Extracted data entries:
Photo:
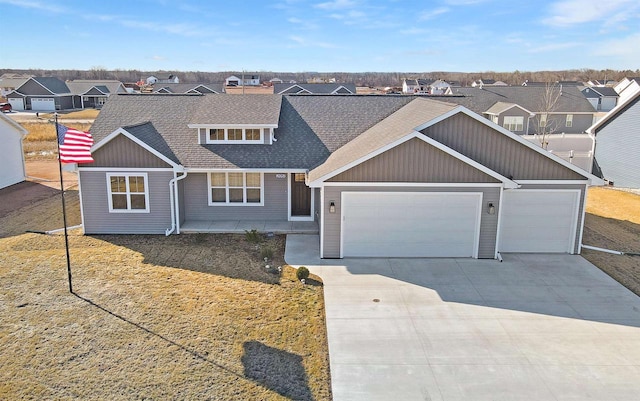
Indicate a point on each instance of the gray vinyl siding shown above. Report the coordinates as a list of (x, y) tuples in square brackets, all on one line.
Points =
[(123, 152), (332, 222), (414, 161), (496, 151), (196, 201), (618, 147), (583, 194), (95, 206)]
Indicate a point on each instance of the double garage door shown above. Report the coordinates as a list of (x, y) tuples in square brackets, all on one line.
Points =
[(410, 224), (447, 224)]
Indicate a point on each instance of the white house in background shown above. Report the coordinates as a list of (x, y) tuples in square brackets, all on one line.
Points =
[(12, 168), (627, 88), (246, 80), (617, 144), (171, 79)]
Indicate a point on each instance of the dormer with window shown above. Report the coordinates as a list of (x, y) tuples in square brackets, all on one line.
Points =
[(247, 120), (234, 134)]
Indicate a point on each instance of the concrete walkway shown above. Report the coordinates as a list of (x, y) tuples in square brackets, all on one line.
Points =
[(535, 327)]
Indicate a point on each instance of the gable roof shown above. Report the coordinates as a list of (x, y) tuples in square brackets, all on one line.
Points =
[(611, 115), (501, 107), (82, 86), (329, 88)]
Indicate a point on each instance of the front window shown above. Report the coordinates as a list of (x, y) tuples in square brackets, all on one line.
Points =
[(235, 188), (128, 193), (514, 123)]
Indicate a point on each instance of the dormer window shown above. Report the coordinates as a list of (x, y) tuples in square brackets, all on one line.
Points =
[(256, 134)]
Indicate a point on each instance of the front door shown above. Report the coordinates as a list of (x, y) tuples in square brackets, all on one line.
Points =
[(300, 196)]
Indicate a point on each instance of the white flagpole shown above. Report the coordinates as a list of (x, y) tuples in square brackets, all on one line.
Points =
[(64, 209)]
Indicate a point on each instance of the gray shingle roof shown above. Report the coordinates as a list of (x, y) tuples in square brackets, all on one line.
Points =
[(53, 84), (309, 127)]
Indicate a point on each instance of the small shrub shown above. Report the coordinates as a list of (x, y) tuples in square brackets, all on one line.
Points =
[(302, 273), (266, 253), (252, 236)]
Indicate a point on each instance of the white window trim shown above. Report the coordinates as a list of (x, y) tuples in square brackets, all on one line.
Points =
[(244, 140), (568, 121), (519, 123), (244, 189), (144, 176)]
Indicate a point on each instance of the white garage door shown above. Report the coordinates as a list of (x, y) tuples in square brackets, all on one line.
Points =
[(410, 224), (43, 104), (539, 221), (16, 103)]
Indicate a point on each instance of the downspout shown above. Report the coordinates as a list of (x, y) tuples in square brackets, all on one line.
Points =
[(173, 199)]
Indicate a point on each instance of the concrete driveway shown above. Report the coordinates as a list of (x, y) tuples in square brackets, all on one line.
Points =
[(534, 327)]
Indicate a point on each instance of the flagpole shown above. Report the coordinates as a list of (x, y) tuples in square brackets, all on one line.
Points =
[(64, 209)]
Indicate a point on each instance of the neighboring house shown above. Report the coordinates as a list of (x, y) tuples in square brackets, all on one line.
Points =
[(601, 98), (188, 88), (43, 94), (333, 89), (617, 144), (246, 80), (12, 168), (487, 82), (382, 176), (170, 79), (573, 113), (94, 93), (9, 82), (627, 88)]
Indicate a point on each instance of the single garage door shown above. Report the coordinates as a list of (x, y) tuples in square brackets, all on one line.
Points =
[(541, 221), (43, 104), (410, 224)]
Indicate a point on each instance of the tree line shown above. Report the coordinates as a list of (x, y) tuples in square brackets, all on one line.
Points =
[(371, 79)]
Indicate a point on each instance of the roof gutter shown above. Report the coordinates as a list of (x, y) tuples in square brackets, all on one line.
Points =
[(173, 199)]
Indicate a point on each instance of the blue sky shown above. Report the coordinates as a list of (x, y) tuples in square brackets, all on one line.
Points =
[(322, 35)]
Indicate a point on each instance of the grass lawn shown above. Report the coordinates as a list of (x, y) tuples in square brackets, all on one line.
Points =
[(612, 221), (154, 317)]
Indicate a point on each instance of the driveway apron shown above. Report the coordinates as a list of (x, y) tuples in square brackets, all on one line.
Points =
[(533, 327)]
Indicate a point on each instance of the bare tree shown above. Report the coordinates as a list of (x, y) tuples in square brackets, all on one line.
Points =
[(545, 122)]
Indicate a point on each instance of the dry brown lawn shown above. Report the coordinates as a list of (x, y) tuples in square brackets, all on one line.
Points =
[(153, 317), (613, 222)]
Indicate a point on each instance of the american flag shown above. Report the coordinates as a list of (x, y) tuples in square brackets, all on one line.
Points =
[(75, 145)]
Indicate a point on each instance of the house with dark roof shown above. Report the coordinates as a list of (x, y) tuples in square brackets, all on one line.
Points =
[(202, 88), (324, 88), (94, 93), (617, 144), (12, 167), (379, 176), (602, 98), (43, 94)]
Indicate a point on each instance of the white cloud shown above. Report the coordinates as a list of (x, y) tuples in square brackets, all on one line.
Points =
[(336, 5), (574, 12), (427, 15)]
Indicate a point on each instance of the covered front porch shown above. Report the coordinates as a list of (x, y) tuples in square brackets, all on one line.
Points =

__Given task__
Rewrite all the records above with "shown above" replaced by "pictured above" everywhere and everything else left unchanged. Leave the pictures out of your answer.

__Problem solution__
Photo:
Indicate a point on each instance of the gray vinyl siding pictured above. Report the coordinates as a list of (x, y) tuples in square brackets, all on one line.
Points =
[(123, 152), (332, 222), (414, 161), (496, 151), (196, 201), (618, 147), (583, 194), (95, 206)]
Indicate a point on each instance of the double garage door pictured above. Report the coordinates as a list of (x, y) tuples in square brackets, all on one line.
Points =
[(410, 224), (447, 224)]
Indicate a point on each instance of the white house in background pictured above. Report the coordinates as a list of (x, y) tuples in square brackets, all on one line.
Points =
[(12, 168), (627, 88), (246, 80), (617, 144), (171, 79)]
Indicate a point on each instance of the dormer with window pictured above. Report the coordinates as a list of (x, y) tuples in square brackets, all on one line.
Points =
[(247, 120), (234, 134)]
Indicate a point on each instance of the concrete walkway pictured above. Report the coordinates as a list of (x, y) tuples in square brackets, all on one line.
Points =
[(535, 327)]
Indicate a point on each instance of the gable roof pictured above. Report the coordinates as a list of (x, y) tuples in square brackets, all on one line.
Points =
[(611, 115), (501, 107), (82, 86), (329, 88)]
Indicate a point on each instance of the front window pictured above. Report the coordinates as a list of (x, y) tuples in square brackets, all on one line.
Points =
[(235, 188), (128, 193), (514, 123)]
Indicate a point on each instance of the dormer window pictured above. Report the coordinates as a list of (x, y) tuples in square brackets, all on one line.
Points =
[(256, 134)]
Indicate a point on each instance of the front door pictured above. Report the coordinates as a list of (x, y) tuples in square brackets, all on one line.
Points =
[(300, 196)]
Indicate a point on each instance of the white flagpole pictured above. Report the coordinates as a list of (x, y) tuples in square brackets, all on one line.
Points =
[(64, 209)]
Indicate a point on each instance of the gray shingle roof pictured above. Report the coordinates as a list of (x, y) tuples in square brackets, all on one line.
Points =
[(53, 84), (309, 127)]
Indicate a point on each instance of the small shrub pictured above. Report the coordinates as a list of (x, y) tuples in square brackets, all on one line.
Points =
[(302, 273), (266, 253), (252, 236)]
Indicate a point on each instance of the white window trim pictured above. Report the coordinates as a list of (x, y) tuples in square brackets, all on one line.
Points =
[(244, 140), (568, 121), (519, 123), (244, 189), (144, 176)]
Indicate a point on each instance of the white garage door pictured above. Report the coordinates as a list of (x, y) tuples in square brackets, all on one line.
Points =
[(410, 224), (43, 104), (539, 221), (16, 103)]
Indicate a point on each instance of the downspout pictured above. Report the coordinates as a list of (x, y) tuples in square brackets, all on one line.
Points =
[(173, 199)]
Indicate a point on each instance of the concrete driveway pictured above. Report the coordinates as a list of (x, y) tuples in square brackets, all on one line.
Points =
[(534, 327)]
Indicate a point on each instance of the flagpole pictured above. Report the coordinates as a list of (x, y) tuples in square brackets, all on one line.
Points =
[(64, 209)]
Indicate a point on each instance of the neighboring house pictured above. Report the coordinates as a list of (x, y) tuples in square brackets, all on one line.
Points =
[(601, 98), (188, 88), (43, 94), (333, 89), (617, 144), (246, 80), (12, 168), (487, 82), (382, 176), (170, 79), (573, 113), (94, 93), (9, 82), (627, 88)]
Indicate a point on each instance of the single garage door pictured above. Report the coordinates as a list of (x, y) tuples in square brackets, all on one line.
Points =
[(541, 221), (43, 104), (410, 224)]
Indicate a point on each instance of the tree line pictured above. Report the coordinates as a list of (x, y) tuples in square brackets, all on one line.
Points =
[(371, 79)]
Indicate a point on each instance of the roof gutter pictured above. Report the coordinates as a list of (x, y) tuples in square brackets, all on one line.
Points =
[(173, 199)]
Indicate a point on each instance of the blue sky pictured above. Report the coordinates as a list of (x, y) tuples in square brackets, all on one line.
Points =
[(322, 35)]
Indicate a point on each instance of the grass lawn pictured above. Report the coordinates as a list of (x, y) tuples in square brackets, all on one line.
Points =
[(612, 221), (154, 317)]
Indicate a point on each instance of the driveway apron pictured above. Report the coordinates as a list of (x, y) tuples in square brackets, all on one line.
Points =
[(533, 327)]
Indicate a point on each instance of the bare tree pictured above. Report the coordinates as a list of (x, y) tuples in square brackets, all on one line.
Points =
[(545, 122)]
Indicate a point on each instance of the dry brown lawn pictured above. Report the coordinates as a list of (x, y) tuples in square brackets, all on one line.
Points =
[(153, 317), (613, 222)]
Indicate a point on each instance of the american flag pictured above. Report the coordinates as a list of (x, y) tuples in square brackets, all on one line.
Points =
[(75, 145)]
Indicate a point on each instance of the house with dark roof pictured above. Report the coordinates as a list of (x, y) tuples in square brackets, all on one line.
Points =
[(202, 88), (324, 88), (94, 93), (617, 144), (12, 167), (379, 176), (602, 98), (43, 94)]
Indicate a point on each instance of the white cloud pictured above. Report the coordinates as a list of (x, y) tuples in square brackets, all on one line.
Points =
[(336, 5), (574, 12), (427, 15)]
Indicate a point on each instance of the covered front porch pictured above. Report the coordinates as a list of (x, y) tuples in square brackets, all on one line.
Points =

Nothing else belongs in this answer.